** RECORDS SHOWN follows **

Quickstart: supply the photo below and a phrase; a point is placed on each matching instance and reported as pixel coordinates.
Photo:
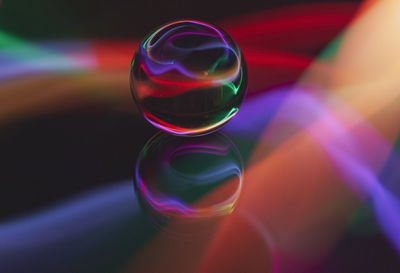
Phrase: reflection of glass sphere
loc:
(188, 77)
(189, 177)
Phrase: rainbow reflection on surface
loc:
(189, 177)
(188, 77)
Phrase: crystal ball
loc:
(188, 77)
(189, 177)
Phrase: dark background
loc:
(46, 159)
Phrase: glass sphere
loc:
(188, 77)
(189, 177)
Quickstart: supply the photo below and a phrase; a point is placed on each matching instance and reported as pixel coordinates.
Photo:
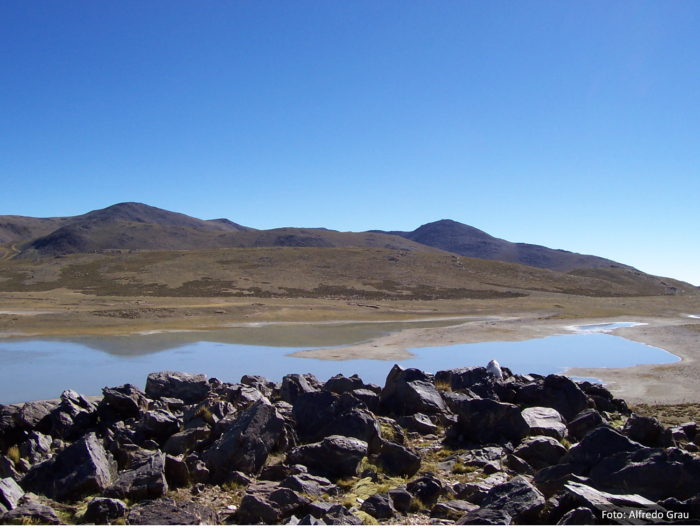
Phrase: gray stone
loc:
(335, 456)
(143, 480)
(191, 389)
(82, 469)
(247, 442)
(545, 421)
(102, 511)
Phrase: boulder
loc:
(191, 389)
(556, 391)
(246, 443)
(143, 480)
(518, 498)
(540, 451)
(399, 460)
(335, 456)
(101, 511)
(488, 421)
(584, 422)
(167, 512)
(545, 421)
(410, 391)
(82, 469)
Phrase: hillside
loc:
(461, 239)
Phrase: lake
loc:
(35, 369)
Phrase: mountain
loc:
(455, 237)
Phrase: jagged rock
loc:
(312, 486)
(10, 493)
(418, 423)
(379, 506)
(645, 430)
(545, 421)
(401, 498)
(399, 460)
(37, 415)
(191, 389)
(409, 391)
(556, 391)
(31, 510)
(127, 400)
(477, 379)
(340, 384)
(518, 498)
(427, 489)
(486, 421)
(452, 510)
(82, 469)
(167, 512)
(335, 456)
(176, 472)
(159, 425)
(584, 422)
(485, 518)
(143, 480)
(72, 416)
(295, 385)
(654, 473)
(182, 442)
(579, 517)
(246, 443)
(598, 444)
(540, 451)
(102, 511)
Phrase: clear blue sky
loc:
(574, 125)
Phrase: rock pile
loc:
(461, 447)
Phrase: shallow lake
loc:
(32, 369)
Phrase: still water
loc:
(32, 369)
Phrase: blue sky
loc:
(574, 125)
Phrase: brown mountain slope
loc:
(465, 240)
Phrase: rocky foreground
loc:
(461, 447)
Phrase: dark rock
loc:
(167, 512)
(247, 442)
(487, 421)
(340, 384)
(102, 511)
(520, 500)
(586, 421)
(10, 493)
(578, 518)
(176, 472)
(191, 389)
(485, 517)
(182, 442)
(418, 423)
(410, 391)
(545, 421)
(31, 510)
(295, 385)
(82, 469)
(598, 444)
(556, 391)
(427, 489)
(452, 510)
(540, 451)
(379, 506)
(335, 456)
(654, 473)
(399, 460)
(401, 498)
(143, 480)
(127, 400)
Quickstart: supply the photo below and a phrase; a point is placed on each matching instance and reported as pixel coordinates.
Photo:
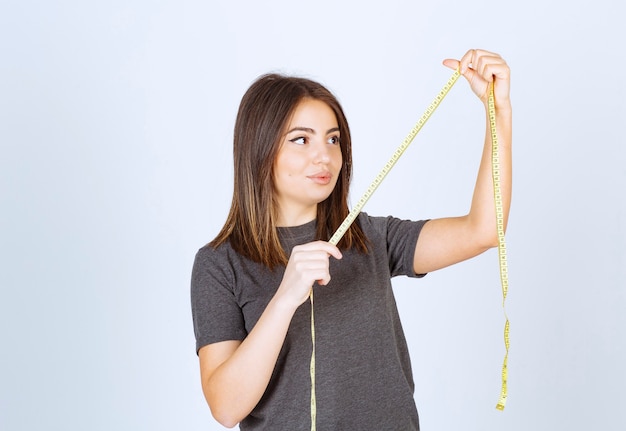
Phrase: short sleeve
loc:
(216, 313)
(400, 237)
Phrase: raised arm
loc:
(235, 374)
(446, 241)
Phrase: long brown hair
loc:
(264, 112)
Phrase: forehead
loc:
(312, 111)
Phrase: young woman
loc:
(292, 155)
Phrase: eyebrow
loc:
(309, 130)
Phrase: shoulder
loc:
(214, 265)
(387, 226)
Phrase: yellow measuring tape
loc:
(374, 185)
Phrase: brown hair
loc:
(264, 112)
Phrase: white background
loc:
(116, 125)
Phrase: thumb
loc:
(451, 63)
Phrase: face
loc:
(308, 162)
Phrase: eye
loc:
(300, 140)
(334, 140)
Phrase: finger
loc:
(451, 63)
(320, 246)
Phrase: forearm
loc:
(482, 216)
(235, 387)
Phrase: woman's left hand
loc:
(480, 68)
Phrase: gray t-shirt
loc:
(363, 371)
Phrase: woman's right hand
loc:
(308, 263)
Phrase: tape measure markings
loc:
(499, 224)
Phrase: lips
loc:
(321, 177)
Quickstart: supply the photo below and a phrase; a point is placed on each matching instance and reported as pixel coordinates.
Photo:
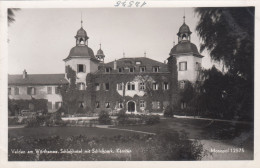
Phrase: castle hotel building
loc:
(139, 84)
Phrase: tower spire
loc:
(81, 20)
(184, 16)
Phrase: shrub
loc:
(122, 118)
(104, 118)
(152, 119)
(168, 112)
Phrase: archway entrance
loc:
(131, 106)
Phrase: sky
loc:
(40, 39)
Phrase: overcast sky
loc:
(40, 39)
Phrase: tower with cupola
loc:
(100, 54)
(188, 59)
(81, 58)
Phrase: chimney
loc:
(24, 74)
(115, 66)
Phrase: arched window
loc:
(184, 37)
(81, 41)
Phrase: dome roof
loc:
(82, 51)
(184, 48)
(184, 29)
(81, 32)
(100, 52)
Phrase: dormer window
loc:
(131, 69)
(107, 70)
(81, 86)
(31, 91)
(198, 66)
(155, 69)
(182, 66)
(81, 68)
(142, 69)
(120, 70)
(182, 84)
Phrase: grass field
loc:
(42, 132)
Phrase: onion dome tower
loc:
(81, 58)
(188, 58)
(100, 54)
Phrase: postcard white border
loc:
(117, 164)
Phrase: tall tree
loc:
(228, 33)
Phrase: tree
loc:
(228, 33)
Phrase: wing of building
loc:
(137, 84)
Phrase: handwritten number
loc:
(143, 4)
(127, 3)
(118, 3)
(130, 3)
(123, 4)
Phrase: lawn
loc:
(41, 132)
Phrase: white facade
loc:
(191, 72)
(90, 66)
(41, 92)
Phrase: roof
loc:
(81, 51)
(37, 79)
(185, 47)
(133, 62)
(100, 52)
(184, 29)
(81, 33)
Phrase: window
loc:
(142, 69)
(57, 105)
(97, 104)
(198, 66)
(155, 86)
(106, 86)
(165, 86)
(165, 104)
(120, 86)
(16, 91)
(130, 86)
(31, 106)
(108, 70)
(107, 104)
(120, 105)
(81, 104)
(156, 69)
(9, 91)
(142, 103)
(142, 86)
(49, 90)
(49, 104)
(120, 70)
(57, 90)
(182, 84)
(31, 91)
(131, 69)
(182, 66)
(97, 86)
(183, 105)
(81, 86)
(81, 68)
(155, 105)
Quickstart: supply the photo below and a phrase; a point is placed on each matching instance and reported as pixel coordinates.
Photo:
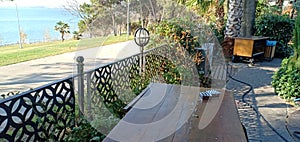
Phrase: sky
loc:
(33, 3)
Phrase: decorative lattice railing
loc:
(40, 114)
(48, 112)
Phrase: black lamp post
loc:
(141, 38)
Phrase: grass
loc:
(13, 54)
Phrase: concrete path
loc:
(262, 103)
(34, 73)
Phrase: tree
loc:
(248, 18)
(62, 28)
(87, 12)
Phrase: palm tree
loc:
(62, 28)
(204, 7)
(234, 21)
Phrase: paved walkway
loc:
(262, 103)
(34, 73)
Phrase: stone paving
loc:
(261, 103)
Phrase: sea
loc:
(36, 22)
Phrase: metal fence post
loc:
(88, 95)
(80, 65)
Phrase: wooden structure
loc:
(249, 47)
(176, 113)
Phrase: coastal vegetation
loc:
(13, 54)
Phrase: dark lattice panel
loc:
(111, 81)
(45, 113)
(166, 60)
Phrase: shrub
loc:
(279, 28)
(286, 80)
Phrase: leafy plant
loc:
(286, 80)
(279, 28)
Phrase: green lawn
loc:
(13, 54)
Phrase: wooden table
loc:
(249, 46)
(176, 113)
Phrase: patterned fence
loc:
(48, 112)
(40, 114)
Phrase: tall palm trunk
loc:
(233, 26)
(248, 19)
(235, 13)
(220, 15)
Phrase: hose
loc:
(254, 108)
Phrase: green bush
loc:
(279, 28)
(286, 80)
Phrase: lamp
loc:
(141, 38)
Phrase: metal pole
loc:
(88, 97)
(128, 20)
(80, 65)
(141, 12)
(20, 40)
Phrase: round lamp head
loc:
(141, 37)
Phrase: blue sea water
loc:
(36, 22)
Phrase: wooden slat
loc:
(165, 113)
(225, 126)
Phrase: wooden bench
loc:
(167, 112)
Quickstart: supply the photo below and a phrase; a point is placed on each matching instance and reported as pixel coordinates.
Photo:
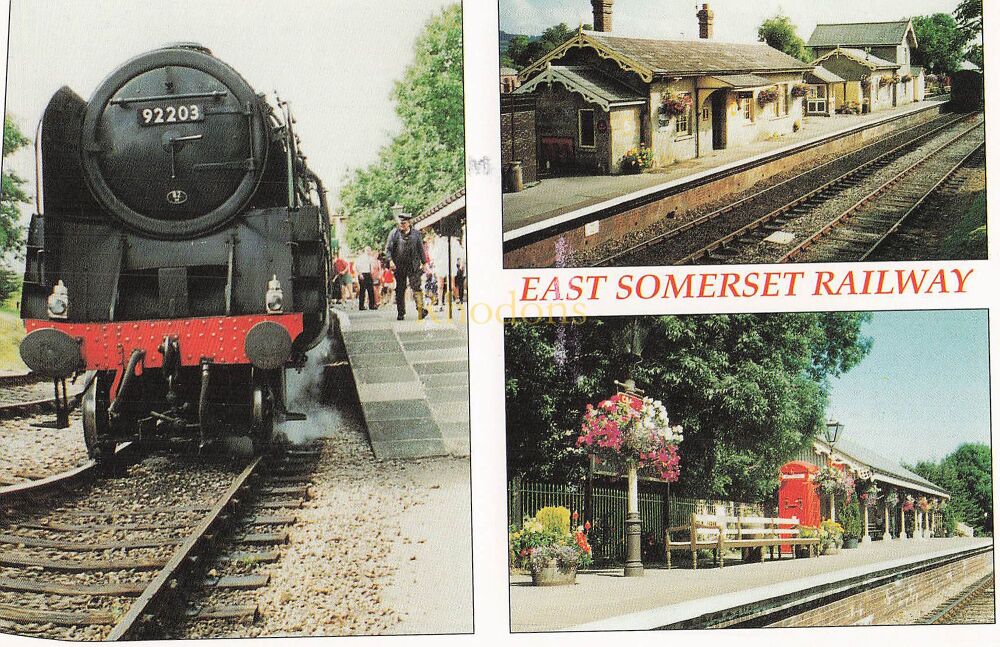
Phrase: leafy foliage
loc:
(941, 42)
(969, 16)
(13, 192)
(425, 163)
(522, 51)
(851, 519)
(781, 34)
(748, 389)
(967, 475)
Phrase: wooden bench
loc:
(720, 533)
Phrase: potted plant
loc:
(853, 527)
(807, 532)
(831, 537)
(637, 159)
(546, 546)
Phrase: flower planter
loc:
(553, 575)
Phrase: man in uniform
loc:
(407, 258)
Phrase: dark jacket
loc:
(407, 252)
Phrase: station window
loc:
(588, 136)
(683, 122)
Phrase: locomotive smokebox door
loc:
(190, 127)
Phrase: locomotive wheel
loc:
(96, 425)
(262, 420)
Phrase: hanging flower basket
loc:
(869, 494)
(834, 482)
(627, 431)
(766, 96)
(675, 105)
(637, 159)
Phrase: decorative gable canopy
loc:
(650, 58)
(590, 83)
(870, 61)
(864, 34)
(821, 76)
(873, 465)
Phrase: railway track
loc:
(932, 223)
(714, 236)
(88, 557)
(866, 224)
(974, 605)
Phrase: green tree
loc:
(781, 34)
(13, 192)
(941, 42)
(425, 163)
(523, 51)
(749, 389)
(969, 15)
(967, 475)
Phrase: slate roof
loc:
(859, 34)
(882, 465)
(680, 57)
(821, 75)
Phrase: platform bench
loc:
(720, 533)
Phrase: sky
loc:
(735, 20)
(924, 388)
(334, 61)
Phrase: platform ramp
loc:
(412, 380)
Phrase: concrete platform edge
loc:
(673, 614)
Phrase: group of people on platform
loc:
(408, 262)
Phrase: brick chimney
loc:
(706, 19)
(602, 14)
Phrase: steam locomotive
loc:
(179, 255)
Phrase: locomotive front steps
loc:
(412, 380)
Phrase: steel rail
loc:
(712, 215)
(707, 249)
(959, 600)
(920, 202)
(830, 226)
(170, 578)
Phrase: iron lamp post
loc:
(831, 432)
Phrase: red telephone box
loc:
(797, 495)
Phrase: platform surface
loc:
(553, 197)
(412, 379)
(605, 599)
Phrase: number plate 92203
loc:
(170, 114)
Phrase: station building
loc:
(600, 95)
(884, 521)
(873, 59)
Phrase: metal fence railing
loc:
(607, 508)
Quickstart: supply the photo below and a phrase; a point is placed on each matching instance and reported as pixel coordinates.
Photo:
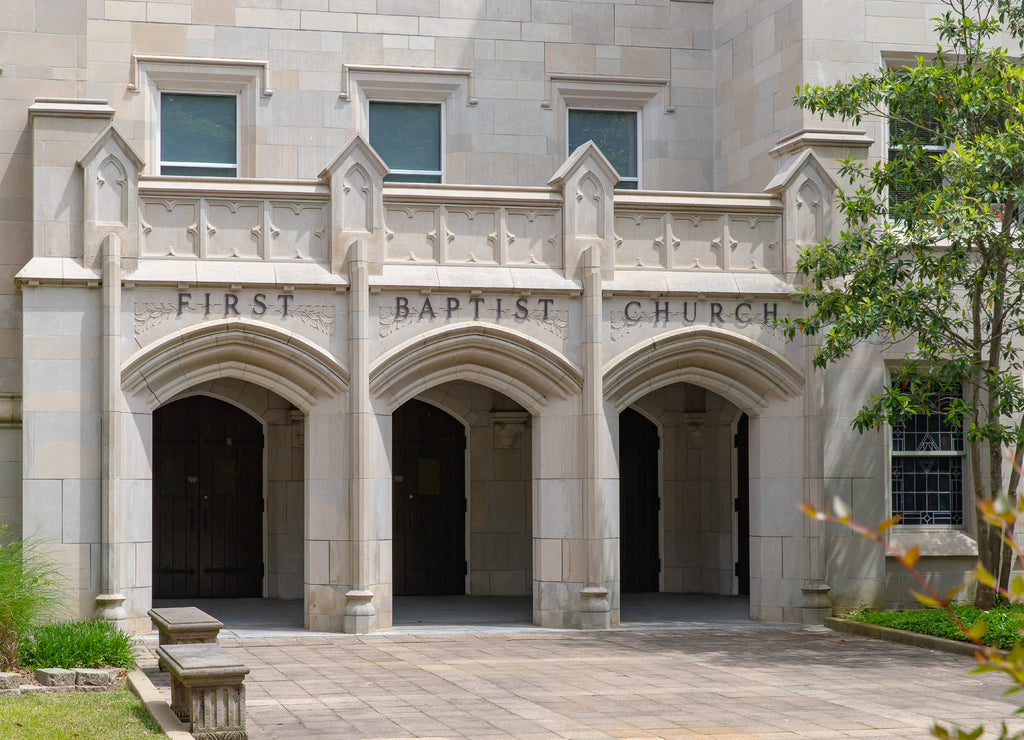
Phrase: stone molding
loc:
(388, 71)
(296, 368)
(504, 359)
(725, 362)
(139, 61)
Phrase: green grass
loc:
(103, 715)
(82, 644)
(1004, 622)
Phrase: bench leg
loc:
(218, 712)
(180, 699)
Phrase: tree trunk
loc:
(990, 547)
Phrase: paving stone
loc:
(55, 677)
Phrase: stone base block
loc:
(95, 677)
(55, 677)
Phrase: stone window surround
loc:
(933, 539)
(452, 88)
(247, 79)
(197, 165)
(605, 92)
(638, 128)
(443, 132)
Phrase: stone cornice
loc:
(850, 138)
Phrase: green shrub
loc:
(30, 593)
(1004, 622)
(82, 644)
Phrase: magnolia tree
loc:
(931, 252)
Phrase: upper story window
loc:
(199, 134)
(408, 136)
(614, 132)
(914, 144)
(928, 462)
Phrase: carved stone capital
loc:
(509, 427)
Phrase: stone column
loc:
(360, 612)
(599, 598)
(110, 604)
(328, 561)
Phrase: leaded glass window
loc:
(614, 132)
(408, 136)
(928, 469)
(199, 134)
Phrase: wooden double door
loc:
(207, 501)
(428, 465)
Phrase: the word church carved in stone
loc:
(667, 313)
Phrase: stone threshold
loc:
(903, 637)
(157, 706)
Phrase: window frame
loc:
(237, 165)
(637, 129)
(440, 104)
(965, 524)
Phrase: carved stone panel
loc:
(112, 192)
(471, 235)
(697, 242)
(170, 228)
(534, 237)
(356, 201)
(298, 230)
(810, 214)
(590, 208)
(639, 241)
(412, 233)
(755, 243)
(232, 229)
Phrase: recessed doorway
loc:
(428, 502)
(207, 501)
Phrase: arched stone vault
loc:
(503, 359)
(252, 351)
(726, 362)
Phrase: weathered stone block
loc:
(55, 677)
(95, 677)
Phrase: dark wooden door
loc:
(428, 501)
(639, 504)
(207, 501)
(743, 506)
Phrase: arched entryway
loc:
(639, 504)
(428, 502)
(207, 501)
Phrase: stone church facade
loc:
(336, 301)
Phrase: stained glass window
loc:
(408, 136)
(614, 132)
(199, 135)
(928, 468)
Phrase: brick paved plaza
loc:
(742, 683)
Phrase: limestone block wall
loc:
(758, 50)
(61, 488)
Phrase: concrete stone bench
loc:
(206, 690)
(184, 624)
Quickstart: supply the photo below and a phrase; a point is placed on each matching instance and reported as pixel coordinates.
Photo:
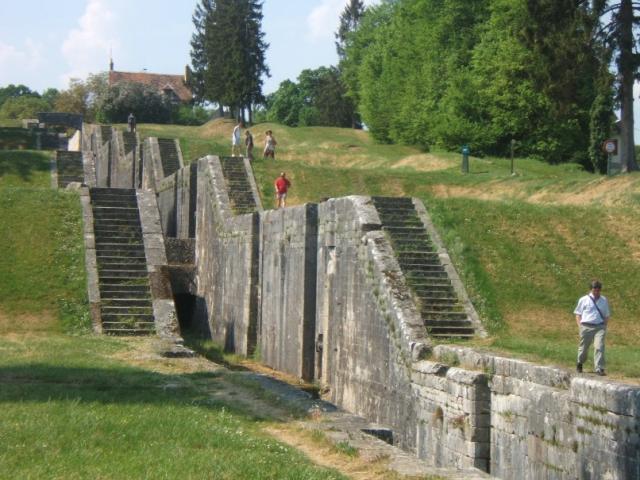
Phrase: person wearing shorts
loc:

** End of RECORDS SHOWN **

ACTION ITEM:
A count alone is required. How many lines in the entries contain the string "carved"?

PROBLEM SOLUTION:
3